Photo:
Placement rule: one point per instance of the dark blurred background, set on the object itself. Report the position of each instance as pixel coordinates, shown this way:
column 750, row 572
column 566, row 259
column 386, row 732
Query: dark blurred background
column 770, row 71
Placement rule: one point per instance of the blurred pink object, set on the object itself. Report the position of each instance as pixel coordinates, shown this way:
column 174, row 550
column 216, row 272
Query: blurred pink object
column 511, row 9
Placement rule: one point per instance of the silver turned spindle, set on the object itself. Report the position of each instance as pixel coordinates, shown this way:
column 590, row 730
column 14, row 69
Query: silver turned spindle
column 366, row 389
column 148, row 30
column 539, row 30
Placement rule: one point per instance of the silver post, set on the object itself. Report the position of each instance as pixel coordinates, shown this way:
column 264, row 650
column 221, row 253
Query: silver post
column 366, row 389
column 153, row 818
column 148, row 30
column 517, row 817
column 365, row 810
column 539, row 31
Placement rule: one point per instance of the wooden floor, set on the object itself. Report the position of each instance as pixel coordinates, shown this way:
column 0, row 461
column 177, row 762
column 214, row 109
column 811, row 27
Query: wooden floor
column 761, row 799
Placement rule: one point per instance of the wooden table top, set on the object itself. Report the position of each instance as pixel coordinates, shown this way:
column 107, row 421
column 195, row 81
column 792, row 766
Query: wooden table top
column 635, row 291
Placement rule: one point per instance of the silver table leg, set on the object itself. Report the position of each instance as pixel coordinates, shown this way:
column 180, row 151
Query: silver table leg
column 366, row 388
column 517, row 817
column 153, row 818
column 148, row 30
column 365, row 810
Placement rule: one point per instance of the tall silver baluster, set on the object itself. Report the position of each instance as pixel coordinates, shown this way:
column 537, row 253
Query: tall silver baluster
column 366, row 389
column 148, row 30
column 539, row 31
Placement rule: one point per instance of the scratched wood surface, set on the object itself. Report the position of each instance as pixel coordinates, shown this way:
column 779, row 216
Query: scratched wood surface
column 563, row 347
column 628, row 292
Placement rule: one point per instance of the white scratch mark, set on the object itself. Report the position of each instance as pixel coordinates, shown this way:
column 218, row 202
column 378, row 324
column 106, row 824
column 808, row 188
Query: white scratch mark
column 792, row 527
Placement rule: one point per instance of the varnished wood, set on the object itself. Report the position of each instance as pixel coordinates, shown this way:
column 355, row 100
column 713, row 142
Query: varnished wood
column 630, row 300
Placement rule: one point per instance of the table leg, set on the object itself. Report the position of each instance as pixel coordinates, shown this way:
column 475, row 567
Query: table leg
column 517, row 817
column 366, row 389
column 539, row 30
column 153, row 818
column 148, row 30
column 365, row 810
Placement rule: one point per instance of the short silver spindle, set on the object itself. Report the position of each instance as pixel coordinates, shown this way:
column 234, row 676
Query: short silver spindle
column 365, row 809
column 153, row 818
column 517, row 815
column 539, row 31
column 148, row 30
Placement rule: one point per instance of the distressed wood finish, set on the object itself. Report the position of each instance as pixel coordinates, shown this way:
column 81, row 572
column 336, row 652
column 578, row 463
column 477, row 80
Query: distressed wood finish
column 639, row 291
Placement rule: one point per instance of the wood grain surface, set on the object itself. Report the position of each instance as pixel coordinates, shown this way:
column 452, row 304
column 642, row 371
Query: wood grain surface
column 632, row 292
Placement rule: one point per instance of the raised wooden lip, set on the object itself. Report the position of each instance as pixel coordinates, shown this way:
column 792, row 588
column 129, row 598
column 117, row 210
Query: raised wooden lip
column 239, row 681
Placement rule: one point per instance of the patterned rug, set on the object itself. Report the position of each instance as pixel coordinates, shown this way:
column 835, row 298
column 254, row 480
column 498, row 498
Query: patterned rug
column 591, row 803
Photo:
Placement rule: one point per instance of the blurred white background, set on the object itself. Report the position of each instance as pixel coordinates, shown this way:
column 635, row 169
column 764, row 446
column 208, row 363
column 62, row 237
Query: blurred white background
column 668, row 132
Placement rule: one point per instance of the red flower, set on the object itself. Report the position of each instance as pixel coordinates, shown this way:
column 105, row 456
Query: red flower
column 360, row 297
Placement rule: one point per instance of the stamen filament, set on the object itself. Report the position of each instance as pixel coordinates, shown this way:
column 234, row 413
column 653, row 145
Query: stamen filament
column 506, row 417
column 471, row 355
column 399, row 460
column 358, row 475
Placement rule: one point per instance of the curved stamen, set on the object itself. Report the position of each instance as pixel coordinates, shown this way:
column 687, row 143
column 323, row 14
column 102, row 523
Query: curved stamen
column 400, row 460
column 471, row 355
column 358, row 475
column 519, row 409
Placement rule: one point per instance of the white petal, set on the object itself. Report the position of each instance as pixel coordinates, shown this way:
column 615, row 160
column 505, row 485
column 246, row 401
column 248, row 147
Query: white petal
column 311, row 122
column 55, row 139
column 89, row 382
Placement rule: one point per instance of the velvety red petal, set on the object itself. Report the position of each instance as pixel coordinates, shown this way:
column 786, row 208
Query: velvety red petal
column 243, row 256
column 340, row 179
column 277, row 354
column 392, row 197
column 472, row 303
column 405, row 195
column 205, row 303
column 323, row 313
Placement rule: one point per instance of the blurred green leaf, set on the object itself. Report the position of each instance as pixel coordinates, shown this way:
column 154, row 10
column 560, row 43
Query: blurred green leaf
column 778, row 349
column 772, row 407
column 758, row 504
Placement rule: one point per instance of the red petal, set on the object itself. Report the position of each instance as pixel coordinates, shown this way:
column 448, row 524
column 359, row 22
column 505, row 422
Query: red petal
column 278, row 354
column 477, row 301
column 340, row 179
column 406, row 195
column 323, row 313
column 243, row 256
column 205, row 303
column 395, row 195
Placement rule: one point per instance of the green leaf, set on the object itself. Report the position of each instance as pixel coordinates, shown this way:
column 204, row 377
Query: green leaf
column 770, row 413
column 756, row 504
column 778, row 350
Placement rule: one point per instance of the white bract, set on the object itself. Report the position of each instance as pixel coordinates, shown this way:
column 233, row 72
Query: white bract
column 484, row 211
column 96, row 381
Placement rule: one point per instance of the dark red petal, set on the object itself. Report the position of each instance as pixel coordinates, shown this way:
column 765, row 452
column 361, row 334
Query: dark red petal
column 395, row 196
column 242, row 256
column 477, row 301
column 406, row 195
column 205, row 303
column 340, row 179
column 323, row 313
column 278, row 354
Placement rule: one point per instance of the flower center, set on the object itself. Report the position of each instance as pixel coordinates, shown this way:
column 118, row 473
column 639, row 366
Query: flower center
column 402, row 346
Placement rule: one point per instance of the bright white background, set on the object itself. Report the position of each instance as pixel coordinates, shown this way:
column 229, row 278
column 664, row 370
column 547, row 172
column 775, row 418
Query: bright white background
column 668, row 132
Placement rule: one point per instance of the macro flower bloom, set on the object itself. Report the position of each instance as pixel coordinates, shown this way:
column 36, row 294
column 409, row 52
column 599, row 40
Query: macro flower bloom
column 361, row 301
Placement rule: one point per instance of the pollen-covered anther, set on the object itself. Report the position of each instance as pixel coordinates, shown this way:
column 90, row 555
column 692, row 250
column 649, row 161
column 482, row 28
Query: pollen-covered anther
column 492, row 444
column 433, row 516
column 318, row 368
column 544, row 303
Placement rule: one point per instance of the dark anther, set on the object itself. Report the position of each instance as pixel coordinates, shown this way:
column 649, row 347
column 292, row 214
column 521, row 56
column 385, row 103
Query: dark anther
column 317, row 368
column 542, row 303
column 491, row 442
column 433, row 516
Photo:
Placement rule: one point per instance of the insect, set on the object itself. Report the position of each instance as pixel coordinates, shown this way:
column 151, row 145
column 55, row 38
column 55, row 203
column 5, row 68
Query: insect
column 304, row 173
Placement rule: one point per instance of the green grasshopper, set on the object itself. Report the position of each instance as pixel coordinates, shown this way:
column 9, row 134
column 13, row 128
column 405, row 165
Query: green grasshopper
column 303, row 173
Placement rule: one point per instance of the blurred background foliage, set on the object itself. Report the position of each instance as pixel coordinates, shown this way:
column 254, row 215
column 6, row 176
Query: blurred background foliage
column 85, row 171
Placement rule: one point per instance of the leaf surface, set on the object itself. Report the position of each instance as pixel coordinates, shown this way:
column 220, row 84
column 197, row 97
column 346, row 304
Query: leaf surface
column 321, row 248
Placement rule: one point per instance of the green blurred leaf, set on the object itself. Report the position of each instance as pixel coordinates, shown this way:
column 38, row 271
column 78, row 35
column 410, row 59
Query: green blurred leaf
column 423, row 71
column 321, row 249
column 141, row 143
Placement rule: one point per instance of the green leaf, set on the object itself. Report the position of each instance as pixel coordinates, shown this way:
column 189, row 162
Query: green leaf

What you have to do :: Could you reproduce exactly the lines of the entries above, from the one with "Placement rule: one point per instance of the red flower, set" through the one with "column 234, row 413", and nothing else?

Solution to this problem ::
Placement rule: one point per instance of the red flower, set on the object itself. Report the position of each instance as pixel coordinates, shown this way:
column 105, row 456
Query: red flower
column 360, row 297
Placement rule: one point per instance of the stamen filament, set on the object itself. Report the position of each instance as pixel coordinates, shown this way:
column 234, row 413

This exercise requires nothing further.